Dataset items
»»
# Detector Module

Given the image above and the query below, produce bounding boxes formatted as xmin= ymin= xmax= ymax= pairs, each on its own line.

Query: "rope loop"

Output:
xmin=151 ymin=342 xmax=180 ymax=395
««
- Assignment -
Output exactly the lines from the one containing "Given the image" through the last line of the entries, both ends included.

- Written solution -
Given the image above and the query below, produce bounding boxes formatted as xmin= ymin= xmax= ymax= pairs, each on its own line.

Query: "rope loop"

Output:
xmin=151 ymin=342 xmax=180 ymax=395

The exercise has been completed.